▶ Written problem 1: In the message about total variation, how is the total variation of a function f defined?
▶ Written problem 2: Please carry on the message about total variation from its final line onward.

▶ Extracted text:

<<<<

Thanks for your replies. What I really want to do is calculate the total
variation of some functions f; this being defined as the integral of the
absolute value of the derivative of f (see
http://en.wikipedia.org/wiki/Total_variation). The integral of abs was just
a test case.
I can probably use pmint, but the results it produces aren't really useful.
For example:
(%i1) pmint(abs(sin(x)),x);
(%o1) -cos(x)*abs(sin(x))/sin(x)
which is true, but doesn't allow me to enter values for which sin(x)=0.
This is too restrictive.
I could probably do all this numerically, but I would rather obtain
closed-form solutions than numerical approximations.
I'll keep fiddling.
cheers,
Alasdair
On Tue, Jul 15, 2008 at 1:19 AM, Barton Willis <willisb at unk.edu> wrote:
> You can try pmint. Last I checked, you can download pmint from
> http://wxmaxima.sourceforge.net/pmint.mac.

>>>>

Excerpts of pointing data:
<<<<

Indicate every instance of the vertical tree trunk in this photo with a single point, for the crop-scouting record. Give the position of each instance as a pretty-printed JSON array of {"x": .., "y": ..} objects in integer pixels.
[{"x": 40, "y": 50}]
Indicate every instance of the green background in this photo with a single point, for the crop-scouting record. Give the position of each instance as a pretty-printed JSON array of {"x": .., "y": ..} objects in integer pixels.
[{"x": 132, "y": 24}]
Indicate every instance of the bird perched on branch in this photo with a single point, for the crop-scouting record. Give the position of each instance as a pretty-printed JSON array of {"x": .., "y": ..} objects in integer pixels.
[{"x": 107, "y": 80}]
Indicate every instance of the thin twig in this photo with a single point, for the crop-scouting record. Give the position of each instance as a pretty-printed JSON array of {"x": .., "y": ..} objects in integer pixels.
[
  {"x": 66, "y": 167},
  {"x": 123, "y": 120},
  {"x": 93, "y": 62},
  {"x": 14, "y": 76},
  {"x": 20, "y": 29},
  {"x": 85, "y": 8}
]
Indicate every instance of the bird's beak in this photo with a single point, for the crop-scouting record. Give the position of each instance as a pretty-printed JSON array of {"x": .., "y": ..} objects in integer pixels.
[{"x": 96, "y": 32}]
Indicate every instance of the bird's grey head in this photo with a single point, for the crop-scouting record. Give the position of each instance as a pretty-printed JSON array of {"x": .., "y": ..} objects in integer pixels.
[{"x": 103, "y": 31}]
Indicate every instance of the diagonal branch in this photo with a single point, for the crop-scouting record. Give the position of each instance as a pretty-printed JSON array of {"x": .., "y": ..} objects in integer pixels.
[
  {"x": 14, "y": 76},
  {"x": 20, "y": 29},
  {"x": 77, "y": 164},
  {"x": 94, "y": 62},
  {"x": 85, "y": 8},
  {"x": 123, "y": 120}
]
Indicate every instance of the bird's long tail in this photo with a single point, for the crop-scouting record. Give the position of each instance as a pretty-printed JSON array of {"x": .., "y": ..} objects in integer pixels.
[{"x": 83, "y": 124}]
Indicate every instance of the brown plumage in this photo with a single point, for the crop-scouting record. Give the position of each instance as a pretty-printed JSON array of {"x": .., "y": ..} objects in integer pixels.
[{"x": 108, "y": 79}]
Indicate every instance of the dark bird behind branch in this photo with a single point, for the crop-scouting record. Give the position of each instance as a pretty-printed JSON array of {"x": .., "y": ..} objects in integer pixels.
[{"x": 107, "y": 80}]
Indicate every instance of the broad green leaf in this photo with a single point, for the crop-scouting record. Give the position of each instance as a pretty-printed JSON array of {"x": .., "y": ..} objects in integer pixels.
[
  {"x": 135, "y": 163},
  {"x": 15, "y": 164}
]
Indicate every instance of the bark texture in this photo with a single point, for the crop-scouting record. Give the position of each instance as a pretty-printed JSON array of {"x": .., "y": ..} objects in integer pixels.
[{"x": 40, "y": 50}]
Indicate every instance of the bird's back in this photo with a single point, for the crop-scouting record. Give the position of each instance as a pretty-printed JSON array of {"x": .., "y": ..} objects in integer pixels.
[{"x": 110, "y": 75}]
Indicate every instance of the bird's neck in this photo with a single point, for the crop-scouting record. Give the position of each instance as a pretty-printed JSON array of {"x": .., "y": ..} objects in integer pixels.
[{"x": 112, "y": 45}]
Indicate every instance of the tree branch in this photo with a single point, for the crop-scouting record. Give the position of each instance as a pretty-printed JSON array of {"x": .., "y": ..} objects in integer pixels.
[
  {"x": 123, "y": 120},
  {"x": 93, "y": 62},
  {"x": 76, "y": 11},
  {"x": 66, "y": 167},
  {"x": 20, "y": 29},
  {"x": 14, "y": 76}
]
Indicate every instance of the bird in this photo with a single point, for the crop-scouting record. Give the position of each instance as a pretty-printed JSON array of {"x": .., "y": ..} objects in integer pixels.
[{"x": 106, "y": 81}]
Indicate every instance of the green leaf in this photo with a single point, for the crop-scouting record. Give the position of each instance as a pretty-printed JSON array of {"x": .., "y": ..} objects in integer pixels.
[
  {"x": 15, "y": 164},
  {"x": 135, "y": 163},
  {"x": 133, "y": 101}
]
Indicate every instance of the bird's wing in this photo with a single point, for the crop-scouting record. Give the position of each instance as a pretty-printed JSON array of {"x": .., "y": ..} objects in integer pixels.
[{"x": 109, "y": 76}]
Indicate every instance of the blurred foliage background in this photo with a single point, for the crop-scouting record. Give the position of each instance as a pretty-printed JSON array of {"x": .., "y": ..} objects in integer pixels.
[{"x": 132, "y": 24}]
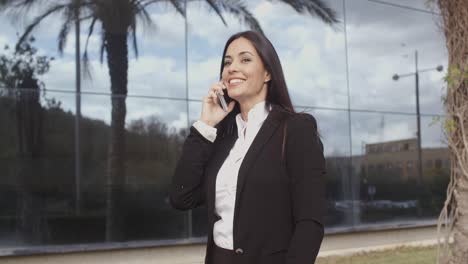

>>>>

▶ Answer 1: It is defined as the integral of the absolute value of the derivative of f.

▶ Answer 2:
> I don't know enough about how pmint works to know if my value for the
> darboux polynomial of the absolute
> value function is correct. So be careful!
>
> Examples:
>
> (%i8) load("pmint.mac")$
> (%i9) put(abs, [lambda([u], u), true], 'darboux_poly)$
> gradef(abs(x), abs(x) / x)$
>
> (%i11) pmint(abs(x),x);
> (%o11) (x*abs(x))/2
>
> (%i12) pmint(abs(6*x),x);
> (%o12) 3*x*abs(x)
>
> (%i13) pmint(x * abs(x/5),x);
> (%o13) (x^2*abs(x))/15
>
> (%i14) pmint(x^2 * abs(x^3),x);
> Solution check failes!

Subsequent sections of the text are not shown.